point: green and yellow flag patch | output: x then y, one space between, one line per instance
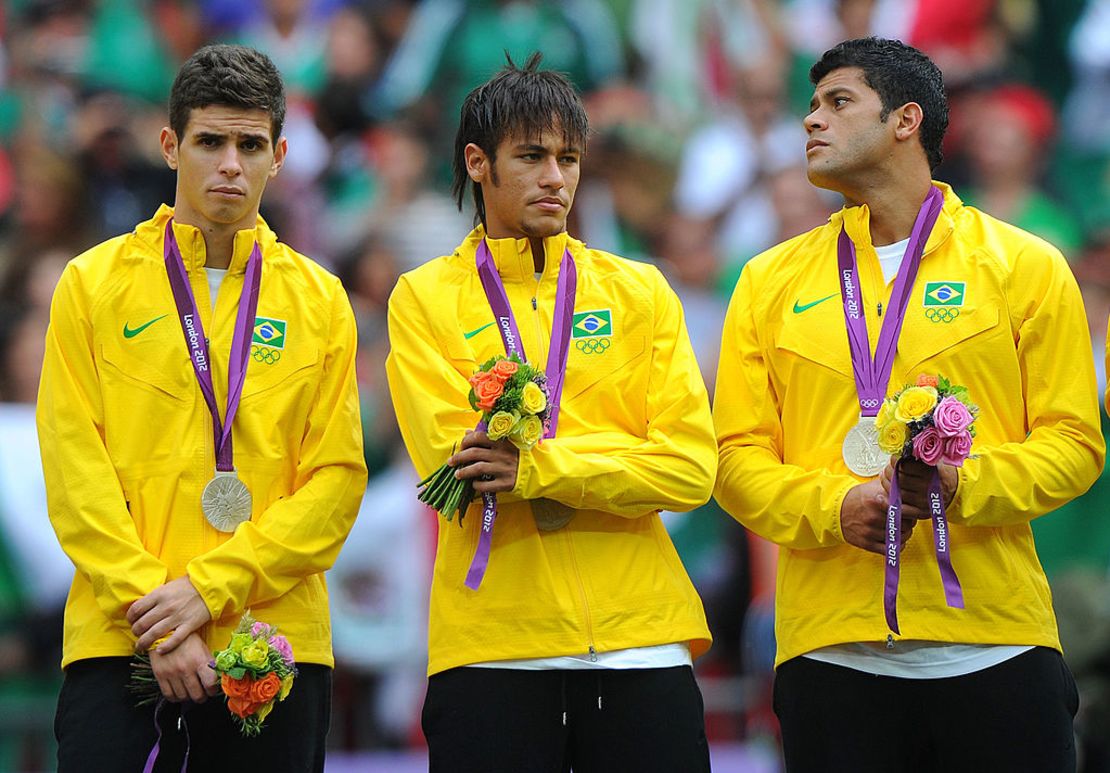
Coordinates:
269 332
592 323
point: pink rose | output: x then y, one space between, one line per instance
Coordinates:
928 445
956 449
951 417
282 645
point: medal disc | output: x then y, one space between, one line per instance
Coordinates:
861 452
551 515
225 502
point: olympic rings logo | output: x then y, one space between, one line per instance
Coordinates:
592 345
265 354
941 313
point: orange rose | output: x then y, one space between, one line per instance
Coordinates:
235 688
242 706
265 689
486 391
503 369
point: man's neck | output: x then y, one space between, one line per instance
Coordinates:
892 207
537 253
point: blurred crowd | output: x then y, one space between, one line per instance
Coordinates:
696 163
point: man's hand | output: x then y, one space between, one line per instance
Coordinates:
864 518
174 608
914 480
491 464
184 674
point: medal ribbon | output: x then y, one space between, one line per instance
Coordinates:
873 374
556 370
189 315
871 379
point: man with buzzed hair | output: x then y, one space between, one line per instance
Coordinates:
574 649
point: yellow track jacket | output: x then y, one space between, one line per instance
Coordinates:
994 309
635 435
127 440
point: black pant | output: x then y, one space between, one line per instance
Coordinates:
602 721
100 730
1013 718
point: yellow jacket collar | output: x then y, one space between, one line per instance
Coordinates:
856 221
191 241
513 257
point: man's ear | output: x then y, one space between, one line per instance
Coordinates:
477 162
908 122
280 149
169 142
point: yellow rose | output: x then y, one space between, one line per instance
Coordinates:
892 437
527 432
533 399
255 654
239 641
886 413
915 402
501 424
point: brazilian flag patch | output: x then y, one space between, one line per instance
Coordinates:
944 293
269 332
592 323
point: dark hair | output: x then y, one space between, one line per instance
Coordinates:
515 102
228 76
899 73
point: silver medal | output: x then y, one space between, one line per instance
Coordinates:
551 515
225 501
861 452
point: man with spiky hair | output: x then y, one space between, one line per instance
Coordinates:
199 425
571 644
901 650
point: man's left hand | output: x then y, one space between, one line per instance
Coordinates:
914 480
174 609
491 464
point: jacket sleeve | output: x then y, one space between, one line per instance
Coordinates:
301 534
670 465
84 498
785 503
427 389
1063 451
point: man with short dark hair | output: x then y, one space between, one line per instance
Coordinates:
954 665
199 424
574 649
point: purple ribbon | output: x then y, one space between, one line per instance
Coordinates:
873 374
152 758
954 594
189 315
556 370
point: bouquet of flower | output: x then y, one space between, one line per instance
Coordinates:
931 420
512 397
256 671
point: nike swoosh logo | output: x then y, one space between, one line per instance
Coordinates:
476 331
129 332
798 309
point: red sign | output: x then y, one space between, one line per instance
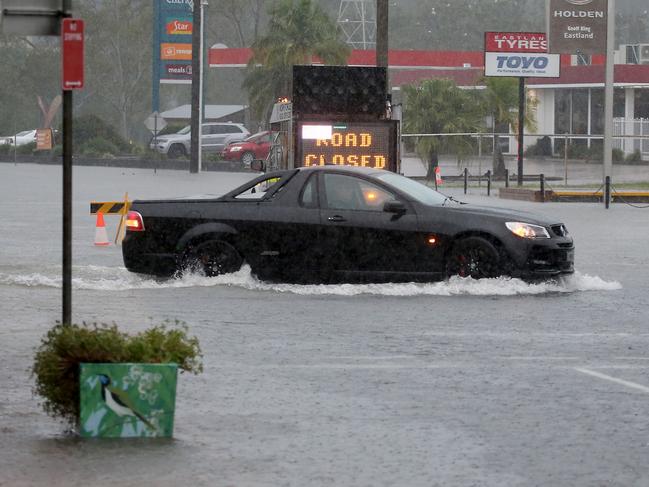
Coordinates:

- [EXERCISE AIM]
Reproduce all of the entries above word for word, leaving out the pictures.

- [RESULT OF THE EXERCISE]
point: green and yellow flag patch | output: x then y, one space between, one line per instance
Coordinates:
269 332
592 323
point: pink rose | output: x then y, one space between, one line per instance
Coordinates:
928 445
956 449
951 417
282 645
point: medal disc | output: x then y, one space between, one line per instance
Coordinates:
861 452
551 515
225 502
point: olympic rings logo | output: x then y, one space between, one line per instance
Coordinates:
592 345
265 354
941 313
point: orange rose | output: x then y, one space between, one line per instance
Coordinates:
235 688
242 706
265 689
486 391
503 369
point: man's neck | output: x then y, one space between, one line per instance
Coordinates:
892 207
537 253
point: blurred crowd | output: x then y, one space between, one line per instance
Coordinates:
696 163
point: man's hand | output: x then y, one space between, one line per instance
Coordinates:
864 518
174 608
914 480
491 464
184 674
point: medal ribbon | output: x then y, one space between, one line per instance
Coordinates:
873 374
556 370
189 315
871 379
point: man with buzzed hair | output: x then y, one space between, one line per instance
Coordinates:
574 649
point: yellow track jacket | output: x then y, one space between, one line per instance
Coordinates:
994 309
635 435
127 440
point: black pant | output: x then y, one space between, one line per instance
Coordinates:
602 721
100 730
1013 718
point: yellow jacket collar | output: x then y, one space between, one line per instance
Coordinates:
856 221
191 241
513 257
point: man's ear | output: x then y, one space between, one line per instance
Coordinates:
477 162
908 122
280 149
169 142
point: yellow rose | output: x then y, one space between, one line per instance
Coordinates:
892 437
527 432
533 399
255 654
239 641
886 413
915 402
501 424
point: brazilian flag patch | output: x then y, one space between, one line per instance
Coordinates:
944 293
269 332
592 323
point: dark hair | output: x then y, one space between, one line per instance
Coordinates:
515 102
228 76
899 73
point: silver medal | output: x then y, one space between, one line per instance
Coordinates:
551 515
225 501
861 452
point: man with spiky hair | output: x then y, one space between, one line per instance
Coordinates:
199 425
571 644
901 650
point: man's left hand | output: x then y, one space between, one line per instance
Coordinates:
914 480
174 609
491 464
point: jacket sleeve | output: x then y, one space between, one line per instance
Coordinates:
301 534
670 465
84 498
785 503
427 389
1063 451
point: man with short dark hair | output: x then y, one space between, one line per instance
Coordinates:
954 665
199 424
574 649
point: purple ribbon | output: x then y, one space between, one line per instance
Coordinates:
873 374
152 758
954 594
189 315
556 370
point: bouquet of flower | output: x then y, one space between, one line per instance
Coordinates:
931 420
512 397
256 671
point: nike swoosh logo | output: x then y, one space between, one line per instance
Coordinates:
476 331
129 332
798 309
point: red sign | output: x then y, one space between, one line per instance
Coordinates:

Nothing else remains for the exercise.